=== EXTRAIT SOURCE ===

Après avoir minaudé pendant deux ans (initiatives communes, rencontres d’artistes…), les labels Active Suspension et Clapping Music ont fait leur coming-out et se sont pacsés fin 2002, avec Evenement! pour témoin. Retour sur une bien belle liaison incestueuse.

Rectangle, List, Textile, Ruminance, Intercontinental… Depuis quelques années, ces jeunes (et moins jeunes) pousses parisiennes comptent parmi les incontournables du paysage musical indépendant de la capitale. Couvrant l’electronica, le néo-folk, les musiques expérimentales et improvisées, l’avant rock, le hardcore… certaines ont acquis à l’étranger une notoriété amplement justifiée par leur flair pour dénicher de « nouveaux talents ». Pourtant, en ces temps de recomposition économique, les mouvements de concentration affectent jusqu’aux structures qui ont choisi de travailler à la périphérie de l’industrie musicale. « Avancer groupé », tel pourrait être le mot qui a ainsi justifié le rapprochement de deux labels parisiens : Active Suspension et Clapping Music, aujourd’hui fusionnés en une seule et même entité.

=== ENTRÉES ===

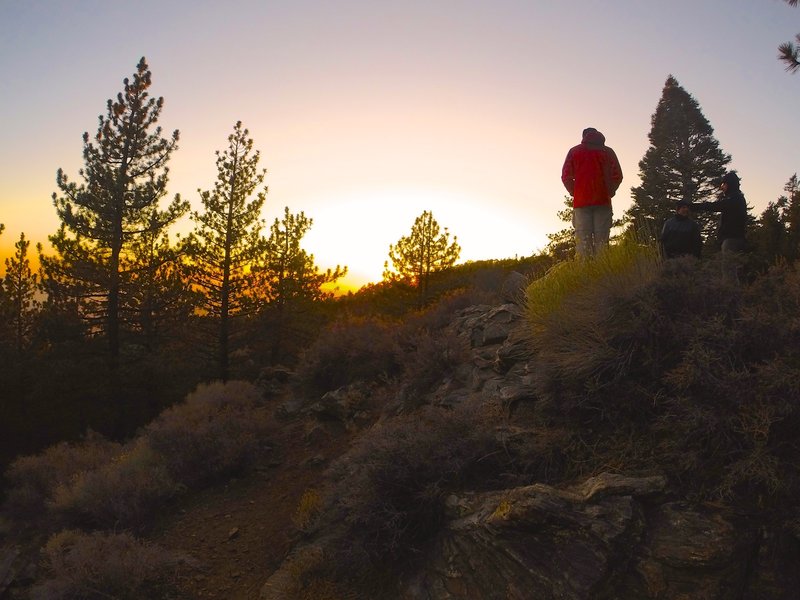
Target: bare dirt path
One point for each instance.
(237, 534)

===
=== ENTRÉES ===

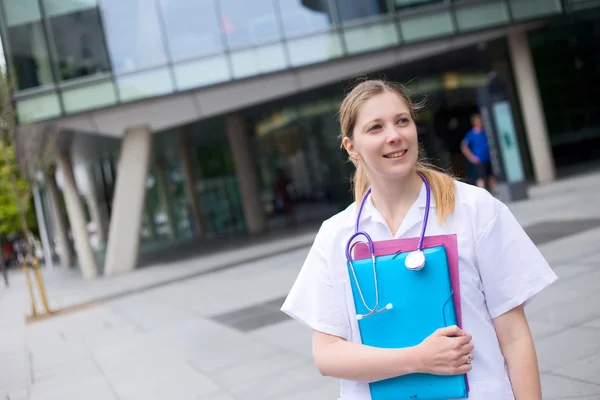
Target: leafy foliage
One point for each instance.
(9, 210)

===

OBJECTIFS:
1. Transcrivez à l'identique, dans l'extrait sur les labels parisiens, tout ce qui va de « Après avoir minaudé » jusqu'à « belle liaison incestueuse. ».
2. Indiquez chaque ligne des entrées qui contient la chaîne « Target », en tenant compte de la casse.

RÉPONSES ATTENDUES:
1.
Après avoir minaudé pendant deux ans (initiatives communes, rencontres d’artistes…), les labels Active Suspension et Clapping Music ont fait leur coming-out et se sont pacsés fin 2002, avec Evenement! pour témoin. Retour sur une bien belle liaison incestueuse.

2.
Target: bare dirt path
Target: leafy foliage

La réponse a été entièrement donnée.